Diga se cada afirmação abaixo concorda com o texto, respondendo sim ou não e citando as palavras exatas do texto que o determinam.
(a) O manual é da autoria de Noémia Jorge, Cecília Aguiar e Miguel Magalhães.
(b) Os alunos liam o poema em voz alta na aula.
(c) Ao texto impresso no manual faltam cinco versos.

TEXTO APRESENTADO -
---+---

1, Estava uma turma de Português do 12º ano,
a ouvir uma medíocre versão dita por alguém no you tube do poema "Ode Triunfal" de Álvaro de Campos-Fernando Pessoa, quando alguém repara que ao texto impresso
no manual da Porto Editora faltam três versos. Fantásticos estes alunos que
mereciam um 20 por tal descoberta: a de que o manual da Porto Editora, de
autoria de Noémia Jorge, Cecília Aguiar e Miguel Magalhães censurava três
versos de um dos poemas mais importantes do modernismo português. Falavam esses
versos de putas e de pedofilia: “automóveis apinhados de pândegos e de putas”
(verso 153) e “E cujas filhas aos oito anos – e eu acho isto belo e amo-o! –
Masturbam homens de aspecto decente nos vãos de escada.” O verso 153 não se
percebe muito bem o porquê da censura – será que tem que ver com esta
predominância de movimentos feministas? Quanto aos outros dois versos,
percebe-se que hoje sejam mais censuráveis que há cerca de 100 anos quando
foram publicados em Orpheu. Se Pessoa fosse vivo, e por algum azar um
jornalista ou delegado do MP lhe caísse em cima (passe a metáfora), qual não
seria a reacção da turbamalta? Ainda bem que a poesia é coisa de duas centenas
de pessoas, como já o era no tempo de Pessoa-Campos. Mas, mesmo assim, poder-se-á
dar razão aos autores do manual em ter censurado estes 2 versos, não vá
qualquer furor adolescente lê-los em sagrada família, com um membro a exigir
digitalmente a pena de morte para o poeta, enquanto o outro defende a tortura
do membro viril cortado em fatias (um aparte para dizer que nada disto é da
minha imaginação, antes reproduzo dois comentários ouvidos num café depois da
passagem de uma reportagem da TVI sobre pedofilia).

---+---

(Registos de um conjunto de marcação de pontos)

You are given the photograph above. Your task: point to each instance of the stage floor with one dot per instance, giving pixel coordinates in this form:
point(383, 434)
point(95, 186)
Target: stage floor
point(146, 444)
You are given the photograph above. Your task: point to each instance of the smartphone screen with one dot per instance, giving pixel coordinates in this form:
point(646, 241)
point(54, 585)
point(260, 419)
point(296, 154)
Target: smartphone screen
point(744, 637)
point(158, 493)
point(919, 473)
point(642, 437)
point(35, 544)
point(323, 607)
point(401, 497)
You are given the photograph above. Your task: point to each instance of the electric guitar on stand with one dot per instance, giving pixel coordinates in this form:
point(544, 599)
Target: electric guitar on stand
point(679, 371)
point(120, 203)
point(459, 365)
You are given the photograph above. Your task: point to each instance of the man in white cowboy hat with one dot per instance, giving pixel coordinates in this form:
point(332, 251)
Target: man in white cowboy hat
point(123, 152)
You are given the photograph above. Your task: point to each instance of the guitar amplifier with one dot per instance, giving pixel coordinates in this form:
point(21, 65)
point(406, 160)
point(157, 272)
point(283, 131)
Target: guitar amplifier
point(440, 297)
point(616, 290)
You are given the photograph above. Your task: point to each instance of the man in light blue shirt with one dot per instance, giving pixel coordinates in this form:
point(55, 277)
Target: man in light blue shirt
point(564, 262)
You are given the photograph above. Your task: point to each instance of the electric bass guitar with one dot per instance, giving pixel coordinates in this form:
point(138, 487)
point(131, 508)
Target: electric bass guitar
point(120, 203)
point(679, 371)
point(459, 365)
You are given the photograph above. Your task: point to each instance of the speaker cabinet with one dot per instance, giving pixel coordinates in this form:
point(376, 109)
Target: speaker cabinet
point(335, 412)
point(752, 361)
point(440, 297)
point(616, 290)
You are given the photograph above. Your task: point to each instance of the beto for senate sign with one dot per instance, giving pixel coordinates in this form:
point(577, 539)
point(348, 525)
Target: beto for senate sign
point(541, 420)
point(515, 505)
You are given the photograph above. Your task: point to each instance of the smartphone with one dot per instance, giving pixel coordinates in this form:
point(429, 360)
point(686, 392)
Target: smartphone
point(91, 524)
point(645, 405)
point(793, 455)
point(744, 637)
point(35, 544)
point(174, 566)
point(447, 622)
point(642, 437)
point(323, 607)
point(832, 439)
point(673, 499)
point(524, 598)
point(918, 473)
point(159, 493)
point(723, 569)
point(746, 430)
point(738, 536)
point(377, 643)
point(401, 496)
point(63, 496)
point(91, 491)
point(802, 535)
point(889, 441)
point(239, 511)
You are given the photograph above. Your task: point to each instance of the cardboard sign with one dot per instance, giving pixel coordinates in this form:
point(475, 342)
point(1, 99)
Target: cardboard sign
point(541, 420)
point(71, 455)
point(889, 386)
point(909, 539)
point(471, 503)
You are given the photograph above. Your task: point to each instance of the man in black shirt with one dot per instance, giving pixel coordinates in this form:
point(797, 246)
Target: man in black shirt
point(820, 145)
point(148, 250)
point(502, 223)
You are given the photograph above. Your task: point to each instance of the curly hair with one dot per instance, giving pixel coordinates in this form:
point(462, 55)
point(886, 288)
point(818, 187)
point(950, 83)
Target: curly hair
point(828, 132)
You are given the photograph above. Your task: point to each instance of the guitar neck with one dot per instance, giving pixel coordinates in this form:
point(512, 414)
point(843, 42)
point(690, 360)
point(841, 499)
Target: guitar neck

---+---

EXERCÍCIO RESOLVIDO -
(a) Sim: "de autoria de Noémia Jorge, Cecília Aguiar e Miguel Magalhães"
(b) Não: "a ouvir uma medíocre versão dita por alguém no you tube"
(c) Não: "no manual da Porto Editora faltam três versos"